● **Task list**
1/ In the message about converting from git to mercurial, what does 'hg branches' return after the conversion?
2/ Continue the message about converting from git to mercurial.

● **Document extract**
- - - - - - -

Problems converting from git to mercurial

0x138^2 0x4a64 at gmail.com
Thu Dec 13 20:12:54 UTC 2007


Matt Mackall wrote:
> On Thu, Dec 13, 2007 at 11:37:54AM -0600, 0x138^2 wrote:
>>>> 1) After the conversion, 'hg branches' returns a single named
>>>>    branch, default.  The original git repository had 70+ named
>>>>    branches.  'hg heads' does return close to the correct number
>>>>    of heads (60+), but not quite (more on this in 1b).  This
>>>>    breaks down into two subparts:
>>>>
>>>> 	a) The convert extension does not appear to be creating
>>>> 	   a named branch for every named branch in the source
>>>> 	   git repository.  Almost all git branches do appear
>>>> 	   to be represented as mercurial heads though.

- - - - - - -

● **Rows**
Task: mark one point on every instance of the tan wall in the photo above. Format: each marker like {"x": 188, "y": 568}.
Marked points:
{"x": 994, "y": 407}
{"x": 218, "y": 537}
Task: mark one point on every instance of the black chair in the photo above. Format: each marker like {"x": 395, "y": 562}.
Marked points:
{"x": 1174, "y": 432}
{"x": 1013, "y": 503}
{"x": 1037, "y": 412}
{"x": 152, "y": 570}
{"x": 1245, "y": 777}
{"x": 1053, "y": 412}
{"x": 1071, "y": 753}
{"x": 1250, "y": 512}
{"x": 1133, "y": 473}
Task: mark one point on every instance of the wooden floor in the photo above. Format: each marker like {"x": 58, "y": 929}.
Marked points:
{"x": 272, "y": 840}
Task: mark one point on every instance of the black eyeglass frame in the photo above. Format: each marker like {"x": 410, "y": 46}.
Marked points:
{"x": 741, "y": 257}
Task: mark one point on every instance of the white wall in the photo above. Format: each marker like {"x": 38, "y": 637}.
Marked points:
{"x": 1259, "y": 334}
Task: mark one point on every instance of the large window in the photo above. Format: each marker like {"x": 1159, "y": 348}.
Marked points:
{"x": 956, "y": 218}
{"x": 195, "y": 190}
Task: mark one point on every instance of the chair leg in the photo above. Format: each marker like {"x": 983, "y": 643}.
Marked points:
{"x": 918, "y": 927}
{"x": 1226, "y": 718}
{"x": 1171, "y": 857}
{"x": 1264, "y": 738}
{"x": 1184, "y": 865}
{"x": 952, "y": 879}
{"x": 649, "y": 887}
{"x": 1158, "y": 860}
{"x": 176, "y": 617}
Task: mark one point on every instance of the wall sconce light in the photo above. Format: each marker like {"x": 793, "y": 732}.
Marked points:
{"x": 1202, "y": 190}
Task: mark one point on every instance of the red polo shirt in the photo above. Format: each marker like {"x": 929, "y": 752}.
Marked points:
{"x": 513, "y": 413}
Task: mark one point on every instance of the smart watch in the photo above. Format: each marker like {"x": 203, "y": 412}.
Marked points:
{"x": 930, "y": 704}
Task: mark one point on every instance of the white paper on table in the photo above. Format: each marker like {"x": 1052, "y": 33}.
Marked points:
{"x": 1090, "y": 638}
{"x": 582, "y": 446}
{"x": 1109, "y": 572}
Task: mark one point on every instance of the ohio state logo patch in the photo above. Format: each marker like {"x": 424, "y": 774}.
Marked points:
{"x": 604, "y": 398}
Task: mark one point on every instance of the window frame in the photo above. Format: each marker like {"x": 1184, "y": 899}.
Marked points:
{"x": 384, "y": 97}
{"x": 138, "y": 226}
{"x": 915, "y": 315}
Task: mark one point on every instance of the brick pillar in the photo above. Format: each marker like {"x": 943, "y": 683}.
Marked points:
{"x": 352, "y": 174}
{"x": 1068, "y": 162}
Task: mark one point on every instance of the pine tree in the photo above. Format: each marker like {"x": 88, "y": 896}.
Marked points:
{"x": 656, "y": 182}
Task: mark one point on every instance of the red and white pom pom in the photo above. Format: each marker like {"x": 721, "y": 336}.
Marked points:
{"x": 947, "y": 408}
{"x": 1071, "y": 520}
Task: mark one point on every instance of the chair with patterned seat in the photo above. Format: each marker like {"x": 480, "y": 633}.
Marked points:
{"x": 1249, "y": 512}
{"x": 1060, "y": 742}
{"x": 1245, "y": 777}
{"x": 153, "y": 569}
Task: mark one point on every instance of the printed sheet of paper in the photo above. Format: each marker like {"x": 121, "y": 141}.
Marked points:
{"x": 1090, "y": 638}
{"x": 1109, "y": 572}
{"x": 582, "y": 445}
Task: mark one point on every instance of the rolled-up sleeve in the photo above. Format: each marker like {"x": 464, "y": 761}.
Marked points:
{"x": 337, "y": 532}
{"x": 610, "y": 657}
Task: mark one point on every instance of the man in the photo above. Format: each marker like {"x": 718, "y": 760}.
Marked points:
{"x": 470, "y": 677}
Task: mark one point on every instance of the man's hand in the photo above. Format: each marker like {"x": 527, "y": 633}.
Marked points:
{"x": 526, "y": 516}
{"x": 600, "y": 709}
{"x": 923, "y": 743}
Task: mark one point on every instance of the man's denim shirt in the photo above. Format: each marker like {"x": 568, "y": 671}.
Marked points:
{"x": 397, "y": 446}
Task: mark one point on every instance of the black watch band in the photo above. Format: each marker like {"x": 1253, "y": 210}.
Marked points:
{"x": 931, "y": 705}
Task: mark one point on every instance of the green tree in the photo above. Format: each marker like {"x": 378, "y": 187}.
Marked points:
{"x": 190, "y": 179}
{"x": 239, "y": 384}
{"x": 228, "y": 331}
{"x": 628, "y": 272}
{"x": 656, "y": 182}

- - - - - - -

● **Per-task outputs**
1/ It returns a single named branch, default.

2/
>>> Turns out it's actually impossible to do this right, because git
>>> doesn't store enough information. Consider a repo with two branches in
>>> git, each with a number of commits. Because git doesn't record which
>>> branch each commit originated on, there isn't enough information in
>>> the tree to label each changeset. A git user can swap the names of the
>>> two branches and nothing is recorded to say it was ever different. If
>>> two branches have a common ancestor (and they almost certainly will),
>>> what branch is that ancestor on? We don't know.
>>>
>>> The best we can do in the general case is to label each branch head as
>>> being on that branch. Then if you do an incremental conversion, we'll
>>> probably do the right thing. But git's concept of branches aren't a
>>> perfect match to hg's so this conversion won't be perfect either.
>> There are two cases here though, right?
>>
>> 1) Continual mirroring of a git tree .
>> 2) Doing a one time conversion with no desire to pull from the
>>    git tree again.
>>
>> What you say makes total sense in the context of the first case
>> but couldn't the second case be made to work?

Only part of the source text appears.